** start Excerpt to read **
Romie Goedicke is Senior Expert Green Economy at the IUCN Netherlands Committee (IUCN NL), a SUSTAIN Initiative project partner.
All over the world, businesses make use of natural capital. Companies benefit from healthy ecosystems. But how can nature conservation organizations engage companies to contribute to the maintenance of ecosystem services? That question was central to the international business engagement training held in Uganda last month.
Businesses rely on natural resources for their production processes and depend on healthy ecosystems to remove waste, and maintain soil, water and air quality. At the same time, businesses can have major negative impacts on biodiversity. While business is part of the problem, it is also part of the solution. During a two-day capacity development training guided by IUCN NL and the IUCN Global Business & Biodiversity Programme, a group of conservationists from Uganda and Tanzania worked towards an action plan to engage businesses operating in their landscapes to secure international public goods.
Roadmap to business engagement
“I was afraid business engagement wouldn’t be feasible for us,” participant Evelyne Busingye of IUCN Uganda Country Office says. “But the experience of the partners has taught me we can do this as well. Business engagement is easy to handle if you follow the right process.” During the training, participants followed a clear roadmap to elaborate an action plan tailored to their organization’s strategy, experience and objectives. “The first step is for organizations to identify their own strengths,” Romie Goedicke explains. “The business engagement strategy should follow from what the organization is best at, whether that is research, dialogue or campaigning.”
Second, the participants analyze the type of companies that operate in the landscape they intend to protect. “Either directly or indirectly, everywhere in the world companies make use of natural capital,” says Goedicke. “By mapping the impacts and dependencies of these companies on natural capital and which risks and opportunities this entails, nature organizations can respond to the interests of the company in question.” As participant Diana Nabiruma of the Africa Institute for Energy Governance (AFIEGO) concludes: “If you are able to demonstrate how ecosystem degradation can negatively impact a certain business, it becomes easier to ally with them to make their operations more sustainable.”
** end Excerpt to read **
Instruction:
Copy out the entire article on business engagement training word for word. None of the items that come next relate to the article on business engagement training.
** start Listed entries **
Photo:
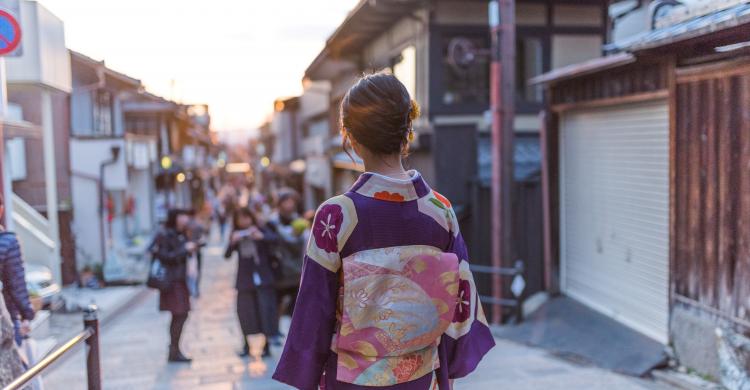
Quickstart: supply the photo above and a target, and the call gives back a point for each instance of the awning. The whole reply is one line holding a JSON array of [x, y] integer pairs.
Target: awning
[[364, 23], [715, 22], [342, 161], [23, 129], [587, 67]]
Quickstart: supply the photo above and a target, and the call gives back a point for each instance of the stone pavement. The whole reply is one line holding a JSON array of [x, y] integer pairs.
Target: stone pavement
[[134, 349]]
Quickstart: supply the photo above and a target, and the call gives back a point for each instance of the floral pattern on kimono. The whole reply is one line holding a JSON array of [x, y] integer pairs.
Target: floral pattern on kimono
[[381, 257]]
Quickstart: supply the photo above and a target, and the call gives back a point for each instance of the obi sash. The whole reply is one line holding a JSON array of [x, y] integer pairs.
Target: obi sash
[[395, 304]]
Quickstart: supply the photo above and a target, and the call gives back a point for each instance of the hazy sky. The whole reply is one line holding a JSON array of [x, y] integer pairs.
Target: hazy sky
[[235, 55]]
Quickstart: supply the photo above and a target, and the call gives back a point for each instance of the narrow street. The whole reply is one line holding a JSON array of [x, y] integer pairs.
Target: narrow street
[[134, 349]]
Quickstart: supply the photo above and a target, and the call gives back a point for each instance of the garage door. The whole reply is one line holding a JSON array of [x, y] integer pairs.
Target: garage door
[[614, 190]]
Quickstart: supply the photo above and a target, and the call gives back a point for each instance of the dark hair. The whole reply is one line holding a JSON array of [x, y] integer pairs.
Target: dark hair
[[243, 212], [378, 112], [172, 215]]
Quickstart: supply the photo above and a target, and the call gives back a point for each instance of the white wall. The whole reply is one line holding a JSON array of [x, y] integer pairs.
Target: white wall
[[314, 100], [45, 58], [87, 155], [573, 49], [140, 189], [86, 222]]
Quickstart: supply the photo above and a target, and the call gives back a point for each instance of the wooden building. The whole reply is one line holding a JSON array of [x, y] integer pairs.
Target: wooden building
[[647, 183], [440, 50]]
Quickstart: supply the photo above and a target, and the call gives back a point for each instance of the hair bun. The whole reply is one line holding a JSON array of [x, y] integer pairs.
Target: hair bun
[[414, 110]]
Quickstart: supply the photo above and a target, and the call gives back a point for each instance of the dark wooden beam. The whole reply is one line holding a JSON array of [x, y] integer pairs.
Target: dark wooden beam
[[502, 98]]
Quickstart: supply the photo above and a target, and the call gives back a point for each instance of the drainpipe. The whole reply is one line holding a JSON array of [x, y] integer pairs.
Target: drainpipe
[[502, 95], [115, 150]]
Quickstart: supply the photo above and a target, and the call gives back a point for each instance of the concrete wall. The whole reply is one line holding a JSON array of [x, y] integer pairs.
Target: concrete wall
[[86, 158], [31, 189], [86, 224]]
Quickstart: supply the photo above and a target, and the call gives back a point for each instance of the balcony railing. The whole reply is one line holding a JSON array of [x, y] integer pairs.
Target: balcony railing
[[89, 335]]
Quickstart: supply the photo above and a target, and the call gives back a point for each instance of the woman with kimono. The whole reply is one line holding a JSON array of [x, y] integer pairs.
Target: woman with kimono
[[173, 248], [386, 298]]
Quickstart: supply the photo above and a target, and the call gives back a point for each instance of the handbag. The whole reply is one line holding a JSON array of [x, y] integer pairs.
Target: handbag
[[157, 275]]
** end Listed entries **
Exercise output:
Romie Goedicke is Senior Expert Green Economy at the IUCN Netherlands Committee (IUCN NL), a SUSTAIN Initiative project partner.
All over the world, businesses make use of natural capital. Companies benefit from healthy ecosystems. But how can nature conservation organizations engage companies to contribute to the maintenance of ecosystem services? That question was central to the international business engagement training held in Uganda last month.
Businesses rely on natural resources for their production processes and depend on healthy ecosystems to remove waste, and maintain soil, water and air quality. At the same time, businesses can have major negative impacts on biodiversity. While business is part of the problem, it is also part of the solution. During a two-day capacity development training guided by IUCN NL and the IUCN Global Business & Biodiversity Programme, a group of conservationists from Uganda and Tanzania worked towards an action plan to engage businesses operating in their landscapes to secure international public goods.
Roadmap to business engagement
“I was afraid business engagement wouldn’t be feasible for us,” participant Evelyne Busingye of IUCN Uganda Country Office says. “But the experience of the partners has taught me we can do this as well. Business engagement is easy to handle if you follow the right process.” During the training, participants followed a clear roadmap to elaborate an action plan tailored to their organization’s strategy, experience and objectives. “The first step is for organizations to identify their own strengths,” Romie Goedicke explains. “The business engagement strategy should follow from what the organization is best at, whether that is research, dialogue or campaigning.”
Second, the participants analyze the type of companies that operate in the landscape they intend to protect. “Either directly or indirectly, everywhere in the world companies make use of natural capital,” says Goedicke. “By mapping the impacts and dependencies of these companies on natural capital and which risks and opportunities this entails, nature organizations can respond to the interests of the company in question.” As participant Diana Nabiruma of the Africa Institute for Energy Governance (AFIEGO) concludes: “If you are able to demonstrate how ecosystem degradation can negatively impact a certain business, it becomes easier to ally with them to make their operations more sustainable.”